-------- Page extract --------

Here are 5 things you don’t want to do, when recruiting executives for your organisation
1. Giving the responsibility, without giving the power.
If you’re here already, my first thought is that it probably means you’re not sure of that person. It might be time to adapt the role, it’s focus, or the budget. But the hire is new? So what, if things aren’t working, be honest and upfront, you don’t want to waste the efforts of this brilliant person, and delay the future success of your firm, by hiring them to do a job, and then not giving the team or budget to make the project fly. If they are good, and you are happy with them so far but it just requires courage, then go for it, they have passed a thorough interview process and they are in. You want the best? You’ve got to back them. Find out what their plan is, by all means, but don’t give sky-high objectives on a shoestring budget.
2. Don’t expect miracles.
Remember you are hiring a mortal person, once you’ve hired them give them the chance to deliver. Companies (especially listed businesses it seems) love a good 100 day plan. And it’s important, having a plan. But plans have to be flexible in the way of unseen circumstances, if you’re pushing that person harder than they can be pushed, they will only leave. Amazing performers don’t like failure, they will hate it as much as you. So if you believe in them, and be patient.
3. Not doing their homework before investing.
It amazes me how much some firms will throw behind an idea without even checking it out first. Try to break your own idea. I mean, really try. Smart firms reflect deeply before investing, the larger the project, the deeper the research. If you don’t have the time to know, pay a consulting firm to tell you what you need to know. It will pay off.
4. Lack of coherence in strategy across the firm.
Like when companies hire 3 senior roles at the same time, without thinking about how those points connect. Or, when companies are not articulating to staff which strategies are their leading ones, resulting in confusion across the firm. It’s not the job of the new hire to set the overall strategy, only the CEO can do that. And not setting strategy will not result in success of anything. Be clear, so that your staff can work accordingly.

-------- Stored data --------

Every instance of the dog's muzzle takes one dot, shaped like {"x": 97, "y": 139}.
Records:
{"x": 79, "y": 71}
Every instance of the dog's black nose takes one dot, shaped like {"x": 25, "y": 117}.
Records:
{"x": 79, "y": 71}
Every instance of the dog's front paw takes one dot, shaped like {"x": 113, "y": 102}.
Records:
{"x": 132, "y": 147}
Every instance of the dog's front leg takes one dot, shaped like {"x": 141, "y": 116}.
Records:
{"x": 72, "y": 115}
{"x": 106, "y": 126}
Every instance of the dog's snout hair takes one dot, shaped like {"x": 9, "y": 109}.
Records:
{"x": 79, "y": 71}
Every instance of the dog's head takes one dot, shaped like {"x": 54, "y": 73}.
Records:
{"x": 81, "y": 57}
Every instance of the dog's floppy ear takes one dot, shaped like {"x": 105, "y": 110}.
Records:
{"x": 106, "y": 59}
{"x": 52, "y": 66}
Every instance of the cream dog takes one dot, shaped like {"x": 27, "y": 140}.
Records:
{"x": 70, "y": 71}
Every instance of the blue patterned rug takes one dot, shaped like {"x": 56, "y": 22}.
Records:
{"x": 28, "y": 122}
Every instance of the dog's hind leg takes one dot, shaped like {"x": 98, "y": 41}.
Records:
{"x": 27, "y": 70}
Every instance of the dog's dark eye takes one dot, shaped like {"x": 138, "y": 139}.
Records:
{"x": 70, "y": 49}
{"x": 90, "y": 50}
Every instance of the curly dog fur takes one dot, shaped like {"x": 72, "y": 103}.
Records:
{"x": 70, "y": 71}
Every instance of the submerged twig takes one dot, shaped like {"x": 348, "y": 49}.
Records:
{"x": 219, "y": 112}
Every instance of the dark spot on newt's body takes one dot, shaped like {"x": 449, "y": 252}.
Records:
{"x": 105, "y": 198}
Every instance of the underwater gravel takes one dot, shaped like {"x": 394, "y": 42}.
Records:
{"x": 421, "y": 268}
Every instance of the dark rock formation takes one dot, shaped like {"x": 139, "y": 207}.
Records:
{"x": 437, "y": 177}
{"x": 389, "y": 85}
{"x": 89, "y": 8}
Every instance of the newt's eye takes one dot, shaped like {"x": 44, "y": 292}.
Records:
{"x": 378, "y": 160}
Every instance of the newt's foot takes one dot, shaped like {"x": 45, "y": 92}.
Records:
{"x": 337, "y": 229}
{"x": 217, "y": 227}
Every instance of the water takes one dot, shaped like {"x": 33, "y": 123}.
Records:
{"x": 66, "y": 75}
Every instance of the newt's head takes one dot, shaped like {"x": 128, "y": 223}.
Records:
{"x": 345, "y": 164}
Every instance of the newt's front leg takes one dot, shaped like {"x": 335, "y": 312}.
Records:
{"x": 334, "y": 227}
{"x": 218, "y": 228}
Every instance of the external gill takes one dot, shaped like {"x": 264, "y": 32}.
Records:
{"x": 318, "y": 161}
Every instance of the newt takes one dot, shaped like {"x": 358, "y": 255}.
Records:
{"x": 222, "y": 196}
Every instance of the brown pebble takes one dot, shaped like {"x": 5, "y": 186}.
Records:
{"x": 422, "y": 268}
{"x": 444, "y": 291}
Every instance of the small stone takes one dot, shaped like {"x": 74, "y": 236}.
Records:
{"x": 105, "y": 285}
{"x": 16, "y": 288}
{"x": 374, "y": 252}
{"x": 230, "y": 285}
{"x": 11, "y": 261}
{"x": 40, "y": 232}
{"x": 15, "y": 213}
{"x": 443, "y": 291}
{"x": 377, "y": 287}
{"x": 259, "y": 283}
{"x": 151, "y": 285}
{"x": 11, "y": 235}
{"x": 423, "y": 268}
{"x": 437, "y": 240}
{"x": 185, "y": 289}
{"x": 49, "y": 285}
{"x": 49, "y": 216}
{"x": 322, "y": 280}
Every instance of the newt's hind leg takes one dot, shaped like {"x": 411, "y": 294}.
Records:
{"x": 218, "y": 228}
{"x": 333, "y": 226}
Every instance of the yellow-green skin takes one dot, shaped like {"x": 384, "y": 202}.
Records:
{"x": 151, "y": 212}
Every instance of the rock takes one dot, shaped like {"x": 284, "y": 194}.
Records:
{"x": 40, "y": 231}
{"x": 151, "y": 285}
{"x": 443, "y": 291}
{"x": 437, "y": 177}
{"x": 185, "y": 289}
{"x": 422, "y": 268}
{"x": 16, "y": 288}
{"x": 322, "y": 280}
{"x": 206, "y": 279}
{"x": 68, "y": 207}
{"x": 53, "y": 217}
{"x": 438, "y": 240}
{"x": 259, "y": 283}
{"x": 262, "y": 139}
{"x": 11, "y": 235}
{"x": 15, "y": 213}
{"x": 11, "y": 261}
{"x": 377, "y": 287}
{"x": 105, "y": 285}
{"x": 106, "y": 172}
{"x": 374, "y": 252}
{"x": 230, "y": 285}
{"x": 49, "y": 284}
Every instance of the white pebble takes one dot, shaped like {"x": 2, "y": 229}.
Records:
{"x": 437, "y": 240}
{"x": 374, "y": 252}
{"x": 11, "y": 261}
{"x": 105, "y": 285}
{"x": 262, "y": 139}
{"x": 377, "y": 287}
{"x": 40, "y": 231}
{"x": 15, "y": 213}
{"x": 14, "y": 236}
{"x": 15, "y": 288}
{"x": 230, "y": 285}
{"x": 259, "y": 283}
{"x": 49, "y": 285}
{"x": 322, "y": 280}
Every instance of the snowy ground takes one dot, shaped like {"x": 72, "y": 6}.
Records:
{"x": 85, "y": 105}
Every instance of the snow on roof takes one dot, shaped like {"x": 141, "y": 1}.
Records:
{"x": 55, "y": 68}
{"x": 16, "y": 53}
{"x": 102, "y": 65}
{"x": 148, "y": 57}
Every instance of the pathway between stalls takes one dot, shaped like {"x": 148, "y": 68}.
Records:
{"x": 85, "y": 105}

--------

In the executive recruiting tips, who is the only one said to be able to set a firm's overall strategy?

Output of the task :: The CEO.